*** Opening of Raw data ***
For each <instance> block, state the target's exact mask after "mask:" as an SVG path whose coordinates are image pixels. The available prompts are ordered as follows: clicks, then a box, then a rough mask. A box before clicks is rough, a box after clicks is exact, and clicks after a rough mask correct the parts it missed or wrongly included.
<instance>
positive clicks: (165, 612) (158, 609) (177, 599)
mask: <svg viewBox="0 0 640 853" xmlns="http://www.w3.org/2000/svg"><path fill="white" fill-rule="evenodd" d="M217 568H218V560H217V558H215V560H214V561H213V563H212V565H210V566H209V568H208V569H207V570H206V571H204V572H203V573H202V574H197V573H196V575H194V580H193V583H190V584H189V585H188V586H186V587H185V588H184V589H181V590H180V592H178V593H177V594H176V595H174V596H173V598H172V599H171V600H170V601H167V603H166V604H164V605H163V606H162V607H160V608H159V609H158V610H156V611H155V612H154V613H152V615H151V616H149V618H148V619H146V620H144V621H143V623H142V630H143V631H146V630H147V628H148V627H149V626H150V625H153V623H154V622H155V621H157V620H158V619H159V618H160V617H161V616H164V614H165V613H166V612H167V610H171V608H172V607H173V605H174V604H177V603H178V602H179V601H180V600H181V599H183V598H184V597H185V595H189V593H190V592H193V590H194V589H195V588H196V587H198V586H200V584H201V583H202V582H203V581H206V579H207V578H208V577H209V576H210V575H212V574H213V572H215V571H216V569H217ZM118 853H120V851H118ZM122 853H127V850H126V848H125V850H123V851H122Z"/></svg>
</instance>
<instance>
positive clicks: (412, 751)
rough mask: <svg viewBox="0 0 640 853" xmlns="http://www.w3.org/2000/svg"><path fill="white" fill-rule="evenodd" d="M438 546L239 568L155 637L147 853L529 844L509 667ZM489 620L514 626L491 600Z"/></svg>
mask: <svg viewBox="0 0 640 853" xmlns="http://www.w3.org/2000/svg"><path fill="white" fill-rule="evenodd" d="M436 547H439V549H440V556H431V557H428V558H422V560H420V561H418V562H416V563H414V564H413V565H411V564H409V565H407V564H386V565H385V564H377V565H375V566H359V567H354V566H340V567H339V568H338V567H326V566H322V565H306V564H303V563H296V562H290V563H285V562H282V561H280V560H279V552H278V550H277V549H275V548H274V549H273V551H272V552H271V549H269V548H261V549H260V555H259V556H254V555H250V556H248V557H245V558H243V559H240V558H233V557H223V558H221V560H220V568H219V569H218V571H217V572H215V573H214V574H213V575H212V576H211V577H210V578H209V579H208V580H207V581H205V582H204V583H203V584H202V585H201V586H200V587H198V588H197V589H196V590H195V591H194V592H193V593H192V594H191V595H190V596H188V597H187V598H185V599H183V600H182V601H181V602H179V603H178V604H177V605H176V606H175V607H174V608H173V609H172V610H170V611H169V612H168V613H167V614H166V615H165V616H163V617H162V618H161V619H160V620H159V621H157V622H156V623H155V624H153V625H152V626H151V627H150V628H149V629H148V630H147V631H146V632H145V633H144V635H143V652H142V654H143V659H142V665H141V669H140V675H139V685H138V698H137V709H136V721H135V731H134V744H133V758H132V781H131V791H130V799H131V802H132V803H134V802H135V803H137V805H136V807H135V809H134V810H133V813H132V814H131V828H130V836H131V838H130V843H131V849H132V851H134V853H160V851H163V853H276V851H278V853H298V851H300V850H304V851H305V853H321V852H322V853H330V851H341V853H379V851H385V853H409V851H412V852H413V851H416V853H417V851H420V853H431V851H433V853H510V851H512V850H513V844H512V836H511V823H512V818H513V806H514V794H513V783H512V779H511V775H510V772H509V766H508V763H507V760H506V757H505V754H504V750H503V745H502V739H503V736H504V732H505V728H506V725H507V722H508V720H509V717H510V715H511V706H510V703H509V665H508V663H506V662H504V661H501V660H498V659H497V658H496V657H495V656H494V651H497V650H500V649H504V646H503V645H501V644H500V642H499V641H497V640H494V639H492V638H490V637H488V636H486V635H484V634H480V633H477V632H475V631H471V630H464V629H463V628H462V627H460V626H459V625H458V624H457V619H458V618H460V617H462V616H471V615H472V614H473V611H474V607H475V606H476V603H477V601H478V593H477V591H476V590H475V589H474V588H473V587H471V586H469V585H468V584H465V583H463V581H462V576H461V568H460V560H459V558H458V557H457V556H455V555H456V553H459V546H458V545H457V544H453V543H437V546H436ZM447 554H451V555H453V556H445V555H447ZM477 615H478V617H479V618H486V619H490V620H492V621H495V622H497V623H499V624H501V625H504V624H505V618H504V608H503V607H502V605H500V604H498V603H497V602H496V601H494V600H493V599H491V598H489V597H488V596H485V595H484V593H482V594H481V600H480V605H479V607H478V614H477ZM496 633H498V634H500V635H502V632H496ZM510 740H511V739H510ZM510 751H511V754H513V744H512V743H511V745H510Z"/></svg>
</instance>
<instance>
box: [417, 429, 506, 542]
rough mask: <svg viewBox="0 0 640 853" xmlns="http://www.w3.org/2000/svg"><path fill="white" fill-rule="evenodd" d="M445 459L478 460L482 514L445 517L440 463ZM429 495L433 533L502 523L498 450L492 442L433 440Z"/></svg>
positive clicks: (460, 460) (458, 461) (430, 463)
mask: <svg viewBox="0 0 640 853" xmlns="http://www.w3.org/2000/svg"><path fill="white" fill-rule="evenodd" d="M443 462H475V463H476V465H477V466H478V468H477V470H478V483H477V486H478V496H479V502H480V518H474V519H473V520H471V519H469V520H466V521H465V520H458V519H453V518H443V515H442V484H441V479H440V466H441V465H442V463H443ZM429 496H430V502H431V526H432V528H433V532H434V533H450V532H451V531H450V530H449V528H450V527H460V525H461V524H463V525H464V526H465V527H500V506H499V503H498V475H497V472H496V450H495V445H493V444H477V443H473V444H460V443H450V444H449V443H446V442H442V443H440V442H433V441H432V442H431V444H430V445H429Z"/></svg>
*** Close of Raw data ***
Exercise objective: Copy all the items above again, substituting "foreground clicks" for every "positive clicks" and leaving everything else unchanged.

Response to this task:
For each <instance> block, state the target's exact mask after "mask:" as an SVG path whose coordinates are image pixels. The available prompts are ordered as follows: clicks, then a box, then a rough mask. A box before clicks is rough, a box after clicks is exact, and clicks after a rough mask correct the parts it missed or wrongly included.
<instance>
foreground clicks: (165, 612) (158, 609) (177, 599)
mask: <svg viewBox="0 0 640 853" xmlns="http://www.w3.org/2000/svg"><path fill="white" fill-rule="evenodd" d="M217 568H218V560H217V558H215V560H214V561H213V563H212V565H210V566H209V568H208V569H207V570H206V571H204V572H203V573H202V574H197V573H196V575H194V580H193V583H190V584H189V585H188V586H186V587H185V588H184V589H181V590H180V592H178V593H177V594H176V595H174V596H173V598H172V599H171V600H170V601H167V603H166V604H164V605H163V606H162V607H160V608H159V609H158V610H156V611H155V612H154V613H152V615H151V616H149V618H148V619H146V620H144V621H143V623H142V630H143V631H146V630H147V628H148V627H149V626H150V625H153V623H154V622H155V621H157V620H158V619H159V618H160V617H161V616H164V614H165V613H166V612H167V610H171V608H172V607H173V605H174V604H177V603H178V602H179V601H180V600H181V599H183V598H184V597H185V595H189V593H190V592H193V590H194V589H195V588H196V587H198V586H200V584H201V583H202V582H203V581H206V579H207V578H208V577H209V576H210V575H212V574H213V572H215V571H216V569H217ZM118 853H120V851H118ZM122 853H127V850H126V848H125V850H123V851H122Z"/></svg>
</instance>
<instance>
foreground clicks: (412, 751)
rough mask: <svg viewBox="0 0 640 853" xmlns="http://www.w3.org/2000/svg"><path fill="white" fill-rule="evenodd" d="M438 546L239 568L155 637L147 853L529 844L509 667ZM489 620L514 626L491 600Z"/></svg>
mask: <svg viewBox="0 0 640 853" xmlns="http://www.w3.org/2000/svg"><path fill="white" fill-rule="evenodd" d="M436 547H439V549H440V556H431V557H428V558H422V560H420V561H418V562H416V563H414V564H413V565H411V564H409V565H407V564H386V565H385V564H377V565H375V566H359V567H354V566H340V567H339V568H338V567H326V566H322V565H306V564H303V563H296V562H290V563H285V562H282V561H280V560H279V552H278V550H277V549H275V548H274V549H273V551H272V552H271V549H269V548H261V549H260V555H259V556H254V555H250V556H248V557H245V558H243V559H240V558H233V557H223V558H221V560H220V568H219V569H218V571H217V572H215V573H214V574H213V575H212V576H211V577H210V578H209V579H208V580H207V581H205V582H204V583H203V584H202V585H201V586H200V587H198V588H197V589H196V590H195V591H194V592H193V593H192V594H191V595H190V596H188V597H187V598H185V599H183V600H182V601H181V602H179V603H178V604H177V605H176V606H175V607H174V608H173V609H172V610H170V611H169V612H168V613H167V614H166V615H165V616H163V617H162V618H161V619H160V620H159V621H157V622H156V623H155V624H153V625H152V626H151V627H150V628H149V629H148V630H147V631H146V632H145V633H144V635H143V652H142V654H143V659H142V665H141V669H140V675H139V685H138V698H137V709H136V721H135V731H134V744H133V758H132V781H131V791H130V799H131V802H132V803H134V802H135V803H137V805H136V807H135V809H134V810H133V813H132V814H131V828H130V836H131V838H130V843H131V849H132V851H134V853H160V851H163V853H276V851H278V853H298V851H300V850H304V851H305V853H321V852H322V853H330V851H341V853H379V851H385V853H409V851H412V852H413V851H416V853H417V851H420V853H431V851H433V853H510V851H512V850H513V844H512V836H511V823H512V818H513V806H514V794H513V783H512V779H511V775H510V772H509V766H508V763H507V760H506V757H505V754H504V750H503V745H502V739H503V736H504V732H505V728H506V725H507V722H508V720H509V717H510V715H511V706H510V703H509V665H508V663H506V662H504V661H501V660H498V659H497V658H496V657H495V656H494V651H497V650H500V649H504V646H503V645H501V644H500V642H499V641H497V640H494V639H492V638H490V637H488V636H486V635H484V634H480V633H477V632H475V631H471V630H464V629H463V628H462V627H460V626H459V625H458V624H457V619H458V618H460V617H462V616H471V615H472V614H473V611H474V607H475V606H476V603H477V601H478V593H477V591H476V590H475V589H474V588H473V587H471V586H469V585H468V584H465V583H463V581H462V576H461V568H460V560H459V558H458V557H457V556H455V555H456V553H459V546H458V545H457V544H453V543H437V546H436ZM447 554H451V555H453V556H445V555H447ZM477 615H478V617H479V618H486V619H490V620H492V621H495V622H497V623H499V624H501V625H504V624H505V618H504V608H503V607H502V605H500V604H498V603H497V602H496V601H494V600H493V599H491V598H489V597H488V596H485V595H484V593H482V594H481V600H480V605H479V607H478V614H477ZM496 633H498V634H500V635H502V632H496ZM510 740H511V739H510ZM510 751H511V754H513V744H512V743H511V745H510Z"/></svg>
</instance>
<instance>
box: [417, 429, 506, 542]
rough mask: <svg viewBox="0 0 640 853" xmlns="http://www.w3.org/2000/svg"><path fill="white" fill-rule="evenodd" d="M445 459L478 460L482 514L445 517L440 463ZM429 495L433 533L502 523L498 450L492 442L433 440Z"/></svg>
foreground clicks: (460, 460) (458, 461) (430, 463)
mask: <svg viewBox="0 0 640 853" xmlns="http://www.w3.org/2000/svg"><path fill="white" fill-rule="evenodd" d="M443 462H475V463H476V465H477V466H478V468H477V470H478V483H477V486H478V496H479V502H480V518H474V519H473V520H471V519H469V520H466V521H465V520H458V519H453V518H443V515H442V484H441V479H440V466H441V465H442V463H443ZM429 496H430V502H431V526H432V528H433V532H434V533H450V532H451V531H450V530H449V528H450V527H460V525H461V524H463V525H464V526H465V527H500V506H499V503H498V475H497V472H496V450H495V445H493V444H477V443H473V444H460V443H450V444H449V443H446V442H442V443H440V442H433V441H432V442H431V444H430V445H429Z"/></svg>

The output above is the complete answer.